Summarize the text below about the young composer Jay Greenberg and the human brain in two sentences.

(Beginning of EXCERPT TO READ)

Originally published 6 December 2004
Last week CBS’s 60 Minutes did a story on a 12-year-old musical prodigy named Jay Greenberg. Jay has been composing since he was two, and apparently his music is of a professional quality. He is now studying at Juilliard in New York, and his teachers compare him to Mozart.
“It’s as if the unconscious mind is giving orders at the speed of light,” says Jay. “You know, I mean, so I just hear it as if it were a smooth performance of a work that is already written, when it isn’t.”
He writes it down, right out of his head, symphonic compositions for entire orchestras, with no revisions.
Sometimes Jay hears more than one composition at a time. “Multiple channels is what it’s been termed,” he explains. “That my brain is able to control two or three different musics at the same time — along with the channel of everyday life.”
What’s going on? Where do such prodigies come from? What’s different about their brains? It would be interesting to have a PET scan of Jay’s brain as it was humming with music.
Some people have extraordinary gifts for music, mathematics, feats of memory, calculation. It’s not the size of their brains that is relevant, although certain parts of the brain may be hyperdeveloped. It may have something to do with the sensitivity of synaptic connections between neurons — more neurons are firing, faster, with greater coordination.
But if truth be told, no one has a clue. Maybe we will never understand the brain completely for the simple reason that consciousness is more complex than the cognitive instrument we have been given to understand it.
The human brain contains about 100 billion neurons, or brain cells. Each neuron has a central body and about 1000 tendrils reaching out towards other neurons, almost touching, like the fingertips of God and Adam in the famous painting by Michelangelo. The connections between tendrils are called synapses. There are about 100 trillion synaptic connections in the brain.
Each connection can be in one of about 10 different levels of activity. The number of possible states for the brain is 10 raised to the 100 trillionth power, a number greater than the number of particles in the universe.
There is not yet a computer on Earth remotely as complex as a human brain.
Which is not to say that computers can’t do some things faster and better than brains. Complexity isn’t everything. Brains have more to do than computers.
My guess is that what makes a Jay Greenberg is the right chemicals in the right concentration at the right places to create the right webs of neurons. And that is something he was born with. It was in his genes. Mozarts are born, not made.
But chemistry is chemistry. As we learn more about the chemistry of the brain it will be possible to enhance memory, creativity, mood, alertness, self-image, spirituality. It’s already happening.
It fact, it’s been happening since the dawn of time. Alcohol, coffee, chocolate, peyote, meditation, physical rigors: all have been used to modify and enhance consciousness. What is new on the horizon are designer drugs tailored for specific purposes, with minimal side effects.
How society will deal with this remains to be seen. If you are suffering from Parkinson’s disease, or have a chronically depressed child, you will no doubt welcome the new chemical technology. But what about pills that give you an edge in school or on the job? Or pills to make your child better at math, or more like Jay Greenberg?
Descartes was wrong. We are not body and soul. We are body. We are colonies of cells who make music, write poems, remember experiences, invent gods, love, hate, build cathedrals, go to war. Most mysteriously of all, we are self-aware. Each of us is a chemistry set that knows it is a chemistry set — a chemistry set unlike any other.
We may not like to think of our souls as tangled webs of 100 trillion electrochemical connections, each one mediating in some infinitesimal way our interaction with the world. But we better come to terms with it soon if we are going to negotiate the excruciating moral dilemmas that will confront us in the near future.
Jay Greenberg doesn’t need to reflect on why he is a prodigy; the music just plays in his head. There is a music of sorts playing in each of our heads. It is called the self.

(End of EXCERPT TO READ)
(Beginning of EXERCISE DATA)

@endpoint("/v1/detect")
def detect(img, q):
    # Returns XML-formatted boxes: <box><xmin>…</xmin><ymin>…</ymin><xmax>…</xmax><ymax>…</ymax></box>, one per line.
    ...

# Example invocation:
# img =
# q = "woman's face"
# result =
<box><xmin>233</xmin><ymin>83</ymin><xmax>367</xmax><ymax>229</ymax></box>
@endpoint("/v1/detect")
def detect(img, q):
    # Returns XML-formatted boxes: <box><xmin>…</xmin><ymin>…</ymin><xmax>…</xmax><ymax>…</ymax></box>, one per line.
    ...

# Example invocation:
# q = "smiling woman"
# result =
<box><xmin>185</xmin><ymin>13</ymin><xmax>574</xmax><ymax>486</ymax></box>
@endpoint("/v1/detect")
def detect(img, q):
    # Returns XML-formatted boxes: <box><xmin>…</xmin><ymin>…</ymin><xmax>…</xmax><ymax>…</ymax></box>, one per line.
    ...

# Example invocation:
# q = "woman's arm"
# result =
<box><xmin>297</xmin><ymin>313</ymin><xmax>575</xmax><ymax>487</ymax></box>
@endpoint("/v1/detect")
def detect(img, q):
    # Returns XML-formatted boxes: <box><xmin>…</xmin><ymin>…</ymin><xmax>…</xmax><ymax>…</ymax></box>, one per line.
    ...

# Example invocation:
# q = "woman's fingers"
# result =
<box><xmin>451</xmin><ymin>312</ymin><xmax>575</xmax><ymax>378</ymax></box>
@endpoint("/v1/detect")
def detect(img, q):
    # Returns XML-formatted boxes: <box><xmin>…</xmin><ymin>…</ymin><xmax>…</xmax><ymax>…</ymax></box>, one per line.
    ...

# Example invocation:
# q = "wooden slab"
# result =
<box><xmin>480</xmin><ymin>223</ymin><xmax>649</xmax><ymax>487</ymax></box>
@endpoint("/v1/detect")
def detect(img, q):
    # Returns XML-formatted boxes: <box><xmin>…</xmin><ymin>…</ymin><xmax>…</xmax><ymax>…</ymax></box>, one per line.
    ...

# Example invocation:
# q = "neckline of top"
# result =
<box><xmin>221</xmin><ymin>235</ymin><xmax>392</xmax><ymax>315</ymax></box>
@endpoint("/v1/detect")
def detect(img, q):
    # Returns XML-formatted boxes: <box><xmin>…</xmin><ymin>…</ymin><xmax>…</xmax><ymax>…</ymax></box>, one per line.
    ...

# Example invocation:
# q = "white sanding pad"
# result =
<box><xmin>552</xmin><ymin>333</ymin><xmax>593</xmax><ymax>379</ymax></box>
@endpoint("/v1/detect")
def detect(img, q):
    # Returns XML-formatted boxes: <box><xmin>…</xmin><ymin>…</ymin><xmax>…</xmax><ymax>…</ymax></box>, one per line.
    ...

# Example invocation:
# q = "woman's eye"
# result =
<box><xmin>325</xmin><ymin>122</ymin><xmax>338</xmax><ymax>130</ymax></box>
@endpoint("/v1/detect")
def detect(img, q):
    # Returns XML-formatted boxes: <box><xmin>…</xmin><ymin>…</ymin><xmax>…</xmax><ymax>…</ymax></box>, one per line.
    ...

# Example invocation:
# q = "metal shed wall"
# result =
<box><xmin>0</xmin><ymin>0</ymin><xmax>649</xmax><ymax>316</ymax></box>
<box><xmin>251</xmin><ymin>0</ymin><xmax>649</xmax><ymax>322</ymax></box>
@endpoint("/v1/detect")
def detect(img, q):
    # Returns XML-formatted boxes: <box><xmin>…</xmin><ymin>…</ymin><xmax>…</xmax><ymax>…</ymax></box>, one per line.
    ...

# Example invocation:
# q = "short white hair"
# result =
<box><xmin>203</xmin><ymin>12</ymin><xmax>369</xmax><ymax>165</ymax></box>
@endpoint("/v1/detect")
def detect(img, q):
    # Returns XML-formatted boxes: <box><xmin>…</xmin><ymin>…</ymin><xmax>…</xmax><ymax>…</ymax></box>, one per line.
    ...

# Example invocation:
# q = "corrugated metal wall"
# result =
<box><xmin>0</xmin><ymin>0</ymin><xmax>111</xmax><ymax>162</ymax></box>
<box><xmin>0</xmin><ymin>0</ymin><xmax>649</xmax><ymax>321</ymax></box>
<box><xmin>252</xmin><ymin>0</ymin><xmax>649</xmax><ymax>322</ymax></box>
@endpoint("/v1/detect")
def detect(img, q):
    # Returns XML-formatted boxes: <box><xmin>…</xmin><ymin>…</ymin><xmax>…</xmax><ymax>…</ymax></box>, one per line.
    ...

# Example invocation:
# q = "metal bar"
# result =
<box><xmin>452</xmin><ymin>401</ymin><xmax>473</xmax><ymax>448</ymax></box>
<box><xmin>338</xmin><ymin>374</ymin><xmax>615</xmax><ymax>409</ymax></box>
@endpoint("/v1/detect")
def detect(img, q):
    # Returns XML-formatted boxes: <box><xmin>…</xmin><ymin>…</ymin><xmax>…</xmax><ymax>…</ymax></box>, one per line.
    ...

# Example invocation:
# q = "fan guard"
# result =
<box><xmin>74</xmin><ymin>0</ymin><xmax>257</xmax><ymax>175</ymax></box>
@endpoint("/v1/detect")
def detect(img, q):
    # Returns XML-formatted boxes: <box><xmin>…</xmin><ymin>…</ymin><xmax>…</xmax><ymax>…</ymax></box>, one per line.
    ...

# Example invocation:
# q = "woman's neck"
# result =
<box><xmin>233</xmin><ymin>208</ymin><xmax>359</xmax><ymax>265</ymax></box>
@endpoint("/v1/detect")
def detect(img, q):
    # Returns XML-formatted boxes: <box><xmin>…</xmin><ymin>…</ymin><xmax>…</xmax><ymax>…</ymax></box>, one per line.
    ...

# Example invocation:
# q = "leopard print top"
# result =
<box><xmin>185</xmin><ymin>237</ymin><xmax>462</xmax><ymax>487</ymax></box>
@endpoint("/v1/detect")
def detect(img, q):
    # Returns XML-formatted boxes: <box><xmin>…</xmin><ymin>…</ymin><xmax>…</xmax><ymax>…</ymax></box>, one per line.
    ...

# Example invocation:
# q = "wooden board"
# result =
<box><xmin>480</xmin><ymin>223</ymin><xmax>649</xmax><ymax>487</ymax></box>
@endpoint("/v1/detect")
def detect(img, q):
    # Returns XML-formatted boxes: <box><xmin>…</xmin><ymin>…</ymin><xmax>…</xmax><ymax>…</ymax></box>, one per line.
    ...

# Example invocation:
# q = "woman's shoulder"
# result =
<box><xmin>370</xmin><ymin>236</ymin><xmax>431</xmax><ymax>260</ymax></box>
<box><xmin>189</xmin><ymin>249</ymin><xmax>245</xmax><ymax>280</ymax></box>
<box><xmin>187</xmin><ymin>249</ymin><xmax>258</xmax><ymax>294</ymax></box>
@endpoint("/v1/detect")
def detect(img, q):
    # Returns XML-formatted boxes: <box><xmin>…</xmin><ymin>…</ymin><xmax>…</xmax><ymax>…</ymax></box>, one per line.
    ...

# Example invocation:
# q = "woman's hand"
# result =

(End of EXERCISE DATA)

## RESPONSE TO THIS EXERCISE
Jay Greenberg is a 12-year-old musical prodigy studying at Juilliard whose teachers compare him to Mozart, and he hears music in his head and writes out symphonic compositions with no revisions. The writer guesses that such gifts come from brain chemistry he was born with, expects that growing knowledge of that chemistry will make it possible to enhance memory, creativity and mood, and argues that we must come to terms with being bodies rather than body and soul if we are to face the moral dilemmas ahead.